Recorded information -

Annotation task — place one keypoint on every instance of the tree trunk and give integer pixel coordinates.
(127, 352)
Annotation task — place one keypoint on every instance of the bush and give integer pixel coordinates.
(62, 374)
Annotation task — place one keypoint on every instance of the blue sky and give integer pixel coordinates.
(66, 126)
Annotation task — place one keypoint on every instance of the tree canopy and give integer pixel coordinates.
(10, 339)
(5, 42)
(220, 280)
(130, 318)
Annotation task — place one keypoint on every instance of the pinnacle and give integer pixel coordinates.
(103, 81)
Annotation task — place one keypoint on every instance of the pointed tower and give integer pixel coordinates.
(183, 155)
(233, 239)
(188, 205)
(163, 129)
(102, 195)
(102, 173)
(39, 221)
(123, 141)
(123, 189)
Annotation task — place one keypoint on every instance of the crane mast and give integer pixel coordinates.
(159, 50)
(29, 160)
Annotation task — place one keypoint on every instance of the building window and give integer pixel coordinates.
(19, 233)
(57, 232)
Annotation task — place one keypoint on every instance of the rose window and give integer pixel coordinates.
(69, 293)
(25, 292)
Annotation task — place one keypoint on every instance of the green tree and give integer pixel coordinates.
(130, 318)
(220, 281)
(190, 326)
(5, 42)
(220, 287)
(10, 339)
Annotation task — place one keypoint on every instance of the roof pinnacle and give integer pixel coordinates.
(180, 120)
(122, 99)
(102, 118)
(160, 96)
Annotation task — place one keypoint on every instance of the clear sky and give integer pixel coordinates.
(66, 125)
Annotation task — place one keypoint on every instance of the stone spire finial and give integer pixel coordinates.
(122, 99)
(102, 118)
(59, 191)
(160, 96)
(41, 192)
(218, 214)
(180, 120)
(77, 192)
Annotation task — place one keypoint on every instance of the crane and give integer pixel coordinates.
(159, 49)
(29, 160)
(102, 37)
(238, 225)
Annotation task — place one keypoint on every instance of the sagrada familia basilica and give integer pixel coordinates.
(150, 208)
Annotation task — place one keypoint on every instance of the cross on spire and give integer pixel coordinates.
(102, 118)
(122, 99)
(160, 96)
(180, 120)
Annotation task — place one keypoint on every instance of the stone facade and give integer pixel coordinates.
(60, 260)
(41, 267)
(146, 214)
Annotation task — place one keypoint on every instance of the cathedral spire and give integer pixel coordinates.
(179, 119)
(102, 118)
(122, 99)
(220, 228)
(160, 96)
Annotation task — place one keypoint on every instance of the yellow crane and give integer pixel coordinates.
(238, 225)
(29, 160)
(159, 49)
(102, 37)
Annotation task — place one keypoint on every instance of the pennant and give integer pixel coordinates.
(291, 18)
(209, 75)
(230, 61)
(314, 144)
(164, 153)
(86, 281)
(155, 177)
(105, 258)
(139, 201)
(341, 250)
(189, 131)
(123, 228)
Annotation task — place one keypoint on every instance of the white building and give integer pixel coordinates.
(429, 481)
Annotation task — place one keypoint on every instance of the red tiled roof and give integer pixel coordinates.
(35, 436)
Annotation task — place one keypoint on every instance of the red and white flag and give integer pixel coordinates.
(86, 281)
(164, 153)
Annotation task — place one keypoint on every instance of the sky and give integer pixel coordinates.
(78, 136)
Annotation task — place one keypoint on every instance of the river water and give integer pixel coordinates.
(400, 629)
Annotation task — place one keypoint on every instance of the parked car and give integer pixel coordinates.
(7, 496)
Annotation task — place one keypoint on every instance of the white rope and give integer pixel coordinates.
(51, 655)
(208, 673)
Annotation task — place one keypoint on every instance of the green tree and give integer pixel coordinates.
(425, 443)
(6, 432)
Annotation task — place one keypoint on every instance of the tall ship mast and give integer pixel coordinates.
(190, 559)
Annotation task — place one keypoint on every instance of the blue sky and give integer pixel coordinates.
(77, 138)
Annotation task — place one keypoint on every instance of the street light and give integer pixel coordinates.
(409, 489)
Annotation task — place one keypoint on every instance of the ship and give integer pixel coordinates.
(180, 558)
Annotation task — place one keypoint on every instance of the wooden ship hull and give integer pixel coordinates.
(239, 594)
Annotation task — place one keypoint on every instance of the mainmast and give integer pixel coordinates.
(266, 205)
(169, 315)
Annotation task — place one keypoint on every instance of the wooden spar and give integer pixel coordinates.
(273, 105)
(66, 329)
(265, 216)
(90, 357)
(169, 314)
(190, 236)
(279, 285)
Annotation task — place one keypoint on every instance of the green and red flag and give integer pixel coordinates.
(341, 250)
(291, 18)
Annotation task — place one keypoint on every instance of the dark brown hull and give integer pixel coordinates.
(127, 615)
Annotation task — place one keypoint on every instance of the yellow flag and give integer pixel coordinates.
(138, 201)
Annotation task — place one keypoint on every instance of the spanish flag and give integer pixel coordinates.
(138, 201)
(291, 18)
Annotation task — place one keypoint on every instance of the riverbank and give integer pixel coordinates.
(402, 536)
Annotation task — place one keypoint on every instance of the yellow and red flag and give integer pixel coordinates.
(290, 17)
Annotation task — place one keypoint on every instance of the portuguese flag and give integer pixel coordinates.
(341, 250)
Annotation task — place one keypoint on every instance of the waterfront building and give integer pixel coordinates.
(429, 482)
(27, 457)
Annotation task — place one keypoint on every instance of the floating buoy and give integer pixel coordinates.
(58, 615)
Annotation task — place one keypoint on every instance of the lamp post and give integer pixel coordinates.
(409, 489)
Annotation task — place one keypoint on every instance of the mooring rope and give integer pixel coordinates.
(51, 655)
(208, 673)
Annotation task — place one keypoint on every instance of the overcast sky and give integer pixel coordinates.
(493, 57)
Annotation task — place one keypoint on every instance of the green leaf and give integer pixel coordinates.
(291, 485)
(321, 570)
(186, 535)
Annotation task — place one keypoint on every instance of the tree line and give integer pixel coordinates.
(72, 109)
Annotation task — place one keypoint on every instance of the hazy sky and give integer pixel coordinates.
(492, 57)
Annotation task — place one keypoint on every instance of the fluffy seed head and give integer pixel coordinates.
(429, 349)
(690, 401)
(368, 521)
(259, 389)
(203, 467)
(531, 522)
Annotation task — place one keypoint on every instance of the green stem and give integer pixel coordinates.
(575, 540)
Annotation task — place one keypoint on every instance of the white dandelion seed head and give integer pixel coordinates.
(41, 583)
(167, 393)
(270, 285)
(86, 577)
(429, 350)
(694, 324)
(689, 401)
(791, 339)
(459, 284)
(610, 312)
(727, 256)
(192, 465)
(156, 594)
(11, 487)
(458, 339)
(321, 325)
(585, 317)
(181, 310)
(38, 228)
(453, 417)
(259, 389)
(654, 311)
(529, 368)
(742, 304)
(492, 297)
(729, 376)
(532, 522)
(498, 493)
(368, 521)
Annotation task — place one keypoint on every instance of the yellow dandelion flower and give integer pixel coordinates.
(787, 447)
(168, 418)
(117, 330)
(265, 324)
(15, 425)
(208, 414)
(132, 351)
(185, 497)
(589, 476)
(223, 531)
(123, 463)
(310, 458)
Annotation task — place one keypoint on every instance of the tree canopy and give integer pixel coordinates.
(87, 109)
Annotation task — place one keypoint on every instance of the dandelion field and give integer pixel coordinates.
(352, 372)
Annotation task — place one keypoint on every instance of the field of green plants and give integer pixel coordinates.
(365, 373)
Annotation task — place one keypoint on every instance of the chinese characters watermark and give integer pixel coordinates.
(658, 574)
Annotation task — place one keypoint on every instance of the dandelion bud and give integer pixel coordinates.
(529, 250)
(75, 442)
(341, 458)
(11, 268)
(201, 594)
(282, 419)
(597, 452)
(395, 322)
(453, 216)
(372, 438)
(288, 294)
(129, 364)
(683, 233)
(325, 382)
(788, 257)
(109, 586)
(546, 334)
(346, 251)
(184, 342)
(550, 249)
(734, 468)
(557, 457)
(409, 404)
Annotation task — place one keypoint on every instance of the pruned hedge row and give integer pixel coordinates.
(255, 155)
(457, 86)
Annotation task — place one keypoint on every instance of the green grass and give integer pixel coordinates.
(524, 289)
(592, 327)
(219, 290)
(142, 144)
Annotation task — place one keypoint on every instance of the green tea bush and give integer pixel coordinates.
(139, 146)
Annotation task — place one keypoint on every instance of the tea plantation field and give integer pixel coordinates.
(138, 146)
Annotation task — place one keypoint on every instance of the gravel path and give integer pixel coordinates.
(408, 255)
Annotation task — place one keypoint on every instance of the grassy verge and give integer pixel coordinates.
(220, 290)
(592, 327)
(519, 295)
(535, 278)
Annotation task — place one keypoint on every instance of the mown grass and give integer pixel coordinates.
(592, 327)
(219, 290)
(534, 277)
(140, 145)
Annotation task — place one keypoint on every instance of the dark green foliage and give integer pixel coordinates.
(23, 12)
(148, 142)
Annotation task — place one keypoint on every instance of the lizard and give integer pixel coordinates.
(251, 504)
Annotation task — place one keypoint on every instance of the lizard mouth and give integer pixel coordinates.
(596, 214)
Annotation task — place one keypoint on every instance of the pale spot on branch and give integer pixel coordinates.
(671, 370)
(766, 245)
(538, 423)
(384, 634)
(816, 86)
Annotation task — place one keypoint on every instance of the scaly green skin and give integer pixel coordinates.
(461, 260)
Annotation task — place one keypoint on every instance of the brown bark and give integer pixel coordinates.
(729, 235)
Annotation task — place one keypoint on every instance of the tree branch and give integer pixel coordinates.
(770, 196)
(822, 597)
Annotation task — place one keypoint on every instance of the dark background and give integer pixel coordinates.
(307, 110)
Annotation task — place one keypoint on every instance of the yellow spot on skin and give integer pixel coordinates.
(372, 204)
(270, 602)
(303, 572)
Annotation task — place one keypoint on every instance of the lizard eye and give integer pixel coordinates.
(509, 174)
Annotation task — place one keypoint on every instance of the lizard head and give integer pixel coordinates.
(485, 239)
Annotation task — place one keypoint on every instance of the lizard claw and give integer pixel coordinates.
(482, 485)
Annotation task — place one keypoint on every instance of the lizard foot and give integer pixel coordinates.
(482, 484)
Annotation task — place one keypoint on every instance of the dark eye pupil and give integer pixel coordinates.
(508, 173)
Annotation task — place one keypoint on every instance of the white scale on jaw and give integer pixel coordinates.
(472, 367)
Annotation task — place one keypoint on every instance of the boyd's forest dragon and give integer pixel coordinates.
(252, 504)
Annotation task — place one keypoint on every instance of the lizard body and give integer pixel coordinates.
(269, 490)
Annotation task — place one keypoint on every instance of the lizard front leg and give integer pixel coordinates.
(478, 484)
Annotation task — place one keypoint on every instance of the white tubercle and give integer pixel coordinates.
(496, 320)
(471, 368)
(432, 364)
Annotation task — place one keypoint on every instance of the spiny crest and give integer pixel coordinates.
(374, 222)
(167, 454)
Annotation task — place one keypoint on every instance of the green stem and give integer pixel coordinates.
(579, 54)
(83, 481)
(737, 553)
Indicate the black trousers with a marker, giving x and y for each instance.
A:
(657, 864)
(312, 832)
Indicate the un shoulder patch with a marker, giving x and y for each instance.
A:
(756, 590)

Requirement - The lines to reproduce run from the line containing "bark and give integer pixel coordinates." to the end of the listing; write them out exactly and add nothing.

Result below -
Annotation task — place one keypoint on every instance of the brown bark and give integer pixel coordinates.
(729, 235)
Annotation task — place one keypoint on every instance of the tree branch and give integer pixel coordinates.
(770, 196)
(822, 597)
Annotation task — place one keypoint on every instance of the dark background and give integer pixel coordinates.
(307, 110)
Annotation task — place one keypoint on every instance of the yellow spot on skin and give integer pixel coordinates.
(372, 204)
(270, 602)
(303, 572)
Annotation task — place one keypoint on every instance of the lizard eye and give integer pixel coordinates.
(509, 174)
Annotation task — place one keypoint on every instance of the lizard head and give integer pixel coordinates.
(485, 239)
Annotation task — place one keypoint on every instance of the lizard claw and give integer pixel coordinates.
(482, 485)
Annotation task — place one keypoint on every instance of the lizard foot and give integer pixel coordinates.
(482, 484)
Annotation task — place one keypoint on every instance of the dark eye pupil and give integer pixel coordinates.
(508, 173)
Annotation task — place one keypoint on every instance of the white scale on jaw and give integer pixel coordinates.
(472, 367)
Annotation task — place one keypoint on every instance of the boyd's forest dragon and give integer pixel coordinates.
(252, 504)
Annotation task — place one keypoint on every instance of the lizard body and give integer pixel coordinates.
(269, 490)
Annotation task — place one keypoint on every instance of the lizard front leg and give integer pixel coordinates.
(478, 484)
Annotation task — place one keypoint on every instance of the white tubercle and give integer pixel coordinates.
(496, 320)
(471, 368)
(432, 364)
Annotation task — place one keypoint on every instance of the spiny crest and give integer pixel coordinates.
(374, 222)
(167, 454)
Annotation task — place one keypoint on every instance of the green stem and give integer pixel coordinates.
(579, 54)
(83, 481)
(737, 553)
Indicate the black trousers with a marker, giving x and y for each instance.
A:
(657, 864)
(312, 832)
Indicate the un shoulder patch with a marker, giving x and y for each instance.
A:
(756, 590)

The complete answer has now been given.